-- Task goal --
I'd like every record given again exactly, please.

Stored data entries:

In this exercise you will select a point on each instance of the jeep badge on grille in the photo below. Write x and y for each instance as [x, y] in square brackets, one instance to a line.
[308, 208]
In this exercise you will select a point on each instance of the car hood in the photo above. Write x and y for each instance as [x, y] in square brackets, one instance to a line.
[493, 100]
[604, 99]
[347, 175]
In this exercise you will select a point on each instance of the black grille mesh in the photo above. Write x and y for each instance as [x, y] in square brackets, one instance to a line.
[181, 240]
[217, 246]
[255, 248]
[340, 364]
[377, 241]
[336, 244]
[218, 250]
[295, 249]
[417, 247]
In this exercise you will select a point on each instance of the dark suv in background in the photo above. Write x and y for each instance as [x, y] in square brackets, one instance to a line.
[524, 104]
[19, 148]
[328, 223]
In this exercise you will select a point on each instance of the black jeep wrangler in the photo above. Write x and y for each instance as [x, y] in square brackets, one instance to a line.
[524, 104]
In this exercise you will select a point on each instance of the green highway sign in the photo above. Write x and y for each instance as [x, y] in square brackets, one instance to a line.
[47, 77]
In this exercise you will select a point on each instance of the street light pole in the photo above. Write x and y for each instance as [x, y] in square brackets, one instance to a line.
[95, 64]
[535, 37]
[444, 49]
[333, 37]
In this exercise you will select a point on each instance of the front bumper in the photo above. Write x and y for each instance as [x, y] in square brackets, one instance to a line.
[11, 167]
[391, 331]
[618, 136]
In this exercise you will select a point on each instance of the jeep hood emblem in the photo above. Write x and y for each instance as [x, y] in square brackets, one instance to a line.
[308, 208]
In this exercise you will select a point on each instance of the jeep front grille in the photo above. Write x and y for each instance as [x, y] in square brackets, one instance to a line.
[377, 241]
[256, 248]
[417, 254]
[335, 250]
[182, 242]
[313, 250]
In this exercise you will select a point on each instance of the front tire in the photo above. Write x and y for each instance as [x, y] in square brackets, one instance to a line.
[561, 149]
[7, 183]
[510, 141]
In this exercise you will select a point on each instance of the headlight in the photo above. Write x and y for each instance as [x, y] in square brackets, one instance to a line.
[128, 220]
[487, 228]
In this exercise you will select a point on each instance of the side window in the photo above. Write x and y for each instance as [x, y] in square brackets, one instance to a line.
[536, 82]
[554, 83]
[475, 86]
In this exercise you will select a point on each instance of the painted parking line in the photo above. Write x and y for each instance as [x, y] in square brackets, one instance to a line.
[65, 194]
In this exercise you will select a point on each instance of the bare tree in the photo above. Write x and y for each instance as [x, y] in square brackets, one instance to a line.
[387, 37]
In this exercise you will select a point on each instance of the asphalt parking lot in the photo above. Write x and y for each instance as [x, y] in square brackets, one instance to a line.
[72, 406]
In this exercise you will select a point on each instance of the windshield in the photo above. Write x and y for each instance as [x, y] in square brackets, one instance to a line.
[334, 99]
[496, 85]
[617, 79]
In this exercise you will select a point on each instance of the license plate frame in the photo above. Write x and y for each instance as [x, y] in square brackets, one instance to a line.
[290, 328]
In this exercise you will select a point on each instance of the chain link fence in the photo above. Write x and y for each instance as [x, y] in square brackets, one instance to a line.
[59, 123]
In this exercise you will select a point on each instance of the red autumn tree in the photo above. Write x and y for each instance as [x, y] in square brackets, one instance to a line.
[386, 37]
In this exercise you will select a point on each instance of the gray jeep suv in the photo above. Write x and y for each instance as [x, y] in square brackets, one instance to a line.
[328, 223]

-- Answer section --
In this exercise you will select a point on each instance of the jeep badge on grille in the photo below. Write x and y for each instance as [x, y] in square brackets, one instance to a line.
[308, 208]
In this exercise you will select a point on each instance of the car hood in the photo above. Write x and y for each instance as [x, y] in square brackets, one instance to a line.
[493, 100]
[604, 99]
[347, 175]
In this exercise you will select a point on each instance of the black grille mesh in the photo above. Write x and y for each instance as [x, y] in square brackets, one instance to a line.
[181, 240]
[217, 246]
[255, 248]
[340, 364]
[377, 241]
[336, 244]
[218, 250]
[295, 249]
[417, 247]
In this exercise you will select a point on each instance of the dark suv in background in the photo above. Write x and y for each instance as [x, y] in square brackets, one instance to a line.
[524, 104]
[19, 148]
[328, 223]
In this exercise you will select a point on each instance of the black jeep wrangler in the photo above. Write x and y for each instance as [x, y] in square brackets, one instance to a line.
[524, 104]
In this exercise you will select a point on each instance of the green highway sign in the photo above. Write x and y for each instance as [x, y] in square brackets, one instance to a line.
[47, 77]
In this exercise you will select a point on each instance of the street light pole in the photo above. Write x and y for each instance as [x, y] in square brackets, one instance to a line.
[95, 64]
[535, 37]
[444, 49]
[333, 37]
In this exercise you will select a point on each instance of the front bumper in the photo above. Write x and y for each instance as [x, y] in square brackets, one instance to a line.
[11, 167]
[391, 331]
[618, 136]
In this exercise you will select a point on each instance of the jeep hood emblem in the photo above. Write x and y for each instance as [x, y] in square brackets, one instance to a line.
[308, 208]
In this exercise you will select a point on each instance of the jeep front grille in the photo above. Write x and y for each instance as [x, y] in square brackets, one instance to a line.
[377, 241]
[256, 248]
[417, 254]
[335, 250]
[182, 242]
[313, 250]
In this exercise you will select a point on each instance of the front tire in the photo above. Write x and y for each instance as [x, y] in square brackets, one instance to a line.
[561, 149]
[7, 183]
[510, 141]
In this exercise you will select a point on each instance of the headlight in the photo above. Write x and y for each instance as [x, y] in square brackets, one instance to a line.
[128, 220]
[487, 228]
In this exercise you will select a point on each instance of the side window in the photo above. Write x and y for each instance as [x, y] in square brackets, one instance to a line.
[536, 82]
[554, 83]
[475, 86]
In this exercise you will select a point on each instance of the painted parking line in the photo above. Write x and y for each instance as [x, y] in square brackets, one instance to a line.
[65, 194]
In this exercise you will select a point on each instance of the bare tree in the photo above. Write x and y for each instance as [x, y] in square brackets, one instance to a line.
[387, 37]
In this exercise you will select a point on each instance of the asphalt parking lot in the photo above. Write x and y for each instance as [x, y] in square brackets, one instance to a line.
[72, 406]
In this exercise you will select a point on each instance of the windshield in the photo above. Write x and y for each instance as [x, y] in square brackets, one instance to a line.
[334, 99]
[496, 85]
[617, 79]
In this exercise you will select a point on each instance of the license plate frame in the photo above. Write x and y for each instance as [x, y] in square brackets, one instance to a line.
[290, 328]
In this exercise you will select a point on each instance of the chain link fence in the photo above. Write x and y for each instance as [x, y] in square brackets, one instance to a line.
[59, 123]
In this exercise you will select a point on each instance of the red autumn tree in the photo above. Write x and y for each instance as [x, y] in square brackets, one instance to a line.
[386, 37]
In this exercise you will select a point on each instance of the gray jeep suv in the photo above. Write x and y for each instance as [x, y] in square brackets, one instance to a line.
[328, 223]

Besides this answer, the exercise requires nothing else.